The problem – Pick out every line in the listing below that contains the string "window" and copy each one, treating uppercase and lowercase as different.

Provided information –
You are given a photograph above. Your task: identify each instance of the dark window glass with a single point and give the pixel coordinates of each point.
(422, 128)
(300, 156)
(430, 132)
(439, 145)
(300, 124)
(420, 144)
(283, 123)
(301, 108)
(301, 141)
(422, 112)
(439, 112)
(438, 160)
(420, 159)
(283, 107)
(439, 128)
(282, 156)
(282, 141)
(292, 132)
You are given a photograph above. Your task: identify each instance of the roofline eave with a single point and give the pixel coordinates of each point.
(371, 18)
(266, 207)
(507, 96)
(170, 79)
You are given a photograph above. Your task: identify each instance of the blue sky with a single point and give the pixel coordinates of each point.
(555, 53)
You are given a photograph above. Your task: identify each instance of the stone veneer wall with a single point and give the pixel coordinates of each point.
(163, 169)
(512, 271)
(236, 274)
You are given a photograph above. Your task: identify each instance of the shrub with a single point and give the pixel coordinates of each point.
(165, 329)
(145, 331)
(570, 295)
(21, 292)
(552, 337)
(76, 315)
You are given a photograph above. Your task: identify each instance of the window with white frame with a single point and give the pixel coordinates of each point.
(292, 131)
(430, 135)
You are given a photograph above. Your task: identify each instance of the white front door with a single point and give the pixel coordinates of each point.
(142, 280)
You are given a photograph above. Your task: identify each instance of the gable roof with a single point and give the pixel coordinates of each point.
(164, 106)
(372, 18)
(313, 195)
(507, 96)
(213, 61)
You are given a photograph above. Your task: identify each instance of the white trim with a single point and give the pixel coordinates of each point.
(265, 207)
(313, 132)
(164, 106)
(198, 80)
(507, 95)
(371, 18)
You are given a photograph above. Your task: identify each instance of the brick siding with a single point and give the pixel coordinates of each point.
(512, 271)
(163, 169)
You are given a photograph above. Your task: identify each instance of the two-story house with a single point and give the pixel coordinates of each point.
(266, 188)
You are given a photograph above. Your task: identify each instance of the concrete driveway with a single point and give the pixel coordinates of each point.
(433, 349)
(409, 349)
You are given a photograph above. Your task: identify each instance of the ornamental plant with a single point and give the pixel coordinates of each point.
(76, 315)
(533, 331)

==

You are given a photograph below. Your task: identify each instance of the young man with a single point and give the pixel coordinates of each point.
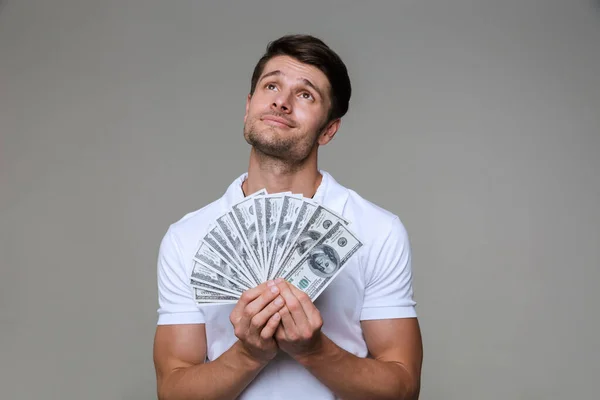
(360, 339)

Task answer –
You are given a photograph above. Your task: identify each instance of the dark window glass with a single point and give the pixel coordinates of each point.
You are given a photograph above. Your task: identify each instance of the window with white frame with a single point and give the pixel coordinates of each point.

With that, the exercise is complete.